==== Records to process
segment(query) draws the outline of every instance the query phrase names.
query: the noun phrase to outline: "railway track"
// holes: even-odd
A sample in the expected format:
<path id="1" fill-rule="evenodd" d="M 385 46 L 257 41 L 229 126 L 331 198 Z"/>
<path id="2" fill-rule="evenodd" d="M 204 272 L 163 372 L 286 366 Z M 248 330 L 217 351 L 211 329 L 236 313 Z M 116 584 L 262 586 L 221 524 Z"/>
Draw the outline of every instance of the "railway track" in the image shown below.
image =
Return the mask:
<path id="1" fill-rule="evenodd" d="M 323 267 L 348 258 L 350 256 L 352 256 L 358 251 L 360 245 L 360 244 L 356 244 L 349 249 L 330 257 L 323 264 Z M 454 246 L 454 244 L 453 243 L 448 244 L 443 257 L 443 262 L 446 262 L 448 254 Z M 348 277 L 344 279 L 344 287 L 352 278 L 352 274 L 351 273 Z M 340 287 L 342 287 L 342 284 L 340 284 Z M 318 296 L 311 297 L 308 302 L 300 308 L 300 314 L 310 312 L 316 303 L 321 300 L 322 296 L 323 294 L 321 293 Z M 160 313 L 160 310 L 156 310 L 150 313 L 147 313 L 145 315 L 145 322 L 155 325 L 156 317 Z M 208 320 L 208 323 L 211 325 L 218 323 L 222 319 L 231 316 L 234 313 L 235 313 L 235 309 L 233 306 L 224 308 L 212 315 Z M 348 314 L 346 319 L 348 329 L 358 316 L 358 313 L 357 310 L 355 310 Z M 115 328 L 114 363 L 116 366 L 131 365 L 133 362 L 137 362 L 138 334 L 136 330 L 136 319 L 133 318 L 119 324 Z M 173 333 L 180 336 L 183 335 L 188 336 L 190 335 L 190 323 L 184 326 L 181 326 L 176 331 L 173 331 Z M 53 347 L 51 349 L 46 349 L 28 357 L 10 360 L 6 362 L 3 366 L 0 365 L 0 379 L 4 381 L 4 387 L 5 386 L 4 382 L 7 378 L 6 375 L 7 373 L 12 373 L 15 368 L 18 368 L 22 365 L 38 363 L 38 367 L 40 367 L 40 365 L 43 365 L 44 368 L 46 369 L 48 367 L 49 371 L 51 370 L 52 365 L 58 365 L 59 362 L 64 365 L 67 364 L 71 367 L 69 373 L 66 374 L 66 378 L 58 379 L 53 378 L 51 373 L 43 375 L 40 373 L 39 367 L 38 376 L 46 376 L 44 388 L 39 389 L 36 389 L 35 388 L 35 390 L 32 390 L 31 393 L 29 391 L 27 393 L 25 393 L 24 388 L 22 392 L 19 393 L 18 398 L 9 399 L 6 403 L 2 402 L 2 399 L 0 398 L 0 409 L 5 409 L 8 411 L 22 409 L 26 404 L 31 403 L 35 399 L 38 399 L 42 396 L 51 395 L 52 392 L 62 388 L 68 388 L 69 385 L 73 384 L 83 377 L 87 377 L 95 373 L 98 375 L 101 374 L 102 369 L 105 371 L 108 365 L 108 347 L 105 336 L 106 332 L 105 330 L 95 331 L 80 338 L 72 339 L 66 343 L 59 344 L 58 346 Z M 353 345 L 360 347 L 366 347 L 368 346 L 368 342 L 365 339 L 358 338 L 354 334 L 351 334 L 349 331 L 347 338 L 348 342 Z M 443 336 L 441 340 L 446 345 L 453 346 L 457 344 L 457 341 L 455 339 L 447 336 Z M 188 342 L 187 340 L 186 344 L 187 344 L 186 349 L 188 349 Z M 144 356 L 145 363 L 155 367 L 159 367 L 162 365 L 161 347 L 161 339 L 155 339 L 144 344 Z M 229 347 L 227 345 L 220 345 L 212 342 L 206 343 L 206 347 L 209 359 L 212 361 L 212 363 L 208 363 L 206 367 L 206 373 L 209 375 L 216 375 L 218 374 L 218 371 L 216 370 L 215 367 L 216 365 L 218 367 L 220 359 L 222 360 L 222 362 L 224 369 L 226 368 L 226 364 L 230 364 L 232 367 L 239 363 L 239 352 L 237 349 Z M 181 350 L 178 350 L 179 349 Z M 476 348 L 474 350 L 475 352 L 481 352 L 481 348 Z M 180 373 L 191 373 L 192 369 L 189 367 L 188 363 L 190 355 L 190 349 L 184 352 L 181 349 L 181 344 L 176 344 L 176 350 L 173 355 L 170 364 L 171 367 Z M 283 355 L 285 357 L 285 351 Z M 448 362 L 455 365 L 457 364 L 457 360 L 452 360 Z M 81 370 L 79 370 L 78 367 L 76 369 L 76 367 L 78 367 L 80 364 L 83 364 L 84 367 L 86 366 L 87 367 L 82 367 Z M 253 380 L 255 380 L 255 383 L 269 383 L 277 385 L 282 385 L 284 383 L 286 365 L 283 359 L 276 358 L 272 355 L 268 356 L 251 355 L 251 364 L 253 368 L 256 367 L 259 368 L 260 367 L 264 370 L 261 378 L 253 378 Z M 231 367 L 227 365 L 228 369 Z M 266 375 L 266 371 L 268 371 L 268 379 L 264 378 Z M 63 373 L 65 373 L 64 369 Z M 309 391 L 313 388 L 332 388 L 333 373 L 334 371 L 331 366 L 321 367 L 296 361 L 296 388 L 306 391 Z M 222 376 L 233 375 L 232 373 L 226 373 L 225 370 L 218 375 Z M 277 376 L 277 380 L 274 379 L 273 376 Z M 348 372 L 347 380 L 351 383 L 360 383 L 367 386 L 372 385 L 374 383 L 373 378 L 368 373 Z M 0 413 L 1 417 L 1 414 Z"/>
========
:: Problem description ::
Reproduce every one of the records above word for word, with no changes.

:: Exercise solution ::
segment(query) draws the outline of every instance the query phrase names.
query: the noun phrase to outline: "railway track"
// holes: even-odd
A sample in the expected format:
<path id="1" fill-rule="evenodd" d="M 385 46 L 257 41 L 229 126 L 331 198 Z"/>
<path id="2" fill-rule="evenodd" d="M 204 272 L 163 372 L 286 366 Z M 248 330 L 217 351 L 211 329 L 236 313 Z M 116 584 L 262 586 L 221 524 Z"/>
Draw the outline of every instance of the "railway track" in the image shown below.
image =
Return the mask:
<path id="1" fill-rule="evenodd" d="M 323 267 L 348 258 L 350 256 L 352 256 L 358 251 L 360 245 L 360 244 L 356 244 L 349 249 L 330 257 L 323 264 Z M 454 246 L 454 244 L 453 243 L 448 244 L 443 257 L 443 262 L 446 262 L 448 254 Z M 348 277 L 344 279 L 344 287 L 352 278 L 352 274 L 351 273 Z M 340 287 L 342 287 L 342 284 L 340 284 Z M 318 296 L 311 297 L 308 302 L 300 308 L 300 314 L 310 312 L 316 303 L 321 300 L 322 296 L 323 294 L 321 293 Z M 160 313 L 160 310 L 156 310 L 150 313 L 147 313 L 145 315 L 145 322 L 155 325 L 156 317 Z M 208 320 L 208 323 L 211 325 L 218 323 L 222 319 L 231 316 L 234 313 L 235 313 L 235 309 L 233 306 L 224 308 L 212 315 Z M 348 314 L 346 319 L 348 329 L 358 316 L 358 313 L 357 310 L 355 310 Z M 115 328 L 114 363 L 116 366 L 131 365 L 133 362 L 137 362 L 138 334 L 136 330 L 136 319 L 133 318 L 119 324 Z M 173 333 L 180 336 L 183 335 L 188 336 L 190 335 L 190 323 L 184 326 L 181 326 L 176 331 L 173 331 Z M 53 347 L 51 349 L 46 349 L 28 357 L 10 360 L 6 362 L 3 366 L 0 365 L 0 379 L 4 381 L 4 387 L 5 386 L 4 382 L 7 378 L 6 375 L 7 373 L 12 373 L 15 368 L 18 368 L 22 365 L 38 363 L 38 367 L 40 367 L 40 365 L 43 365 L 44 368 L 46 369 L 48 367 L 49 371 L 51 370 L 52 365 L 58 365 L 59 362 L 64 365 L 67 364 L 71 367 L 69 373 L 66 374 L 66 378 L 58 379 L 53 378 L 51 373 L 43 375 L 40 373 L 39 367 L 38 376 L 46 376 L 44 388 L 39 389 L 36 389 L 35 388 L 35 390 L 32 390 L 31 393 L 29 391 L 27 393 L 25 393 L 24 388 L 22 392 L 19 393 L 18 398 L 9 399 L 6 403 L 2 402 L 2 399 L 0 398 L 0 409 L 5 409 L 8 411 L 22 409 L 26 404 L 31 403 L 35 399 L 38 399 L 42 396 L 51 395 L 52 392 L 62 388 L 68 388 L 69 385 L 73 384 L 83 377 L 87 377 L 95 373 L 98 375 L 101 374 L 102 369 L 105 371 L 108 365 L 108 347 L 105 336 L 106 332 L 105 330 L 95 331 L 80 338 L 72 339 L 66 343 L 59 344 L 58 346 Z M 353 345 L 360 347 L 366 347 L 368 346 L 368 342 L 365 339 L 358 338 L 354 334 L 351 334 L 349 331 L 347 338 L 348 342 Z M 443 336 L 441 340 L 446 345 L 453 346 L 457 344 L 457 341 L 455 339 L 447 336 Z M 188 342 L 187 340 L 186 344 L 187 344 L 186 349 L 188 349 Z M 144 356 L 145 363 L 155 367 L 159 367 L 162 365 L 161 347 L 161 339 L 155 339 L 144 344 Z M 229 347 L 227 345 L 220 345 L 212 342 L 206 343 L 206 347 L 209 359 L 212 361 L 212 363 L 208 363 L 206 367 L 206 373 L 209 375 L 216 375 L 218 374 L 218 371 L 216 370 L 215 367 L 216 365 L 218 367 L 220 359 L 222 360 L 222 362 L 224 369 L 226 368 L 226 364 L 230 364 L 232 367 L 239 363 L 239 352 L 237 349 Z M 181 350 L 178 350 L 179 349 Z M 476 348 L 474 350 L 475 352 L 481 352 L 481 348 Z M 180 373 L 191 373 L 192 369 L 189 367 L 188 363 L 190 355 L 190 349 L 184 352 L 181 349 L 181 344 L 176 344 L 176 350 L 173 355 L 170 364 L 171 367 Z M 283 355 L 285 357 L 285 351 Z M 448 362 L 455 365 L 457 364 L 457 360 L 452 360 Z M 81 370 L 79 370 L 78 367 L 76 369 L 76 367 L 78 367 L 80 364 L 83 364 L 84 367 L 86 366 L 87 367 L 82 367 Z M 253 380 L 255 380 L 255 383 L 269 383 L 277 385 L 282 385 L 284 383 L 286 365 L 283 359 L 276 358 L 272 355 L 268 356 L 251 355 L 251 364 L 253 368 L 256 367 L 259 368 L 260 367 L 264 370 L 261 378 L 253 378 Z M 231 367 L 227 365 L 228 369 Z M 266 375 L 266 371 L 268 371 L 268 379 L 264 378 Z M 63 373 L 65 373 L 64 369 Z M 309 391 L 313 388 L 332 388 L 333 373 L 334 371 L 331 366 L 321 367 L 296 361 L 296 388 L 306 391 Z M 222 376 L 233 375 L 232 373 L 226 373 L 225 370 L 218 375 Z M 277 376 L 277 380 L 274 379 L 273 376 Z M 348 372 L 347 380 L 351 383 L 360 383 L 367 386 L 372 385 L 374 383 L 373 378 L 368 373 Z M 0 413 L 1 417 L 1 414 Z"/>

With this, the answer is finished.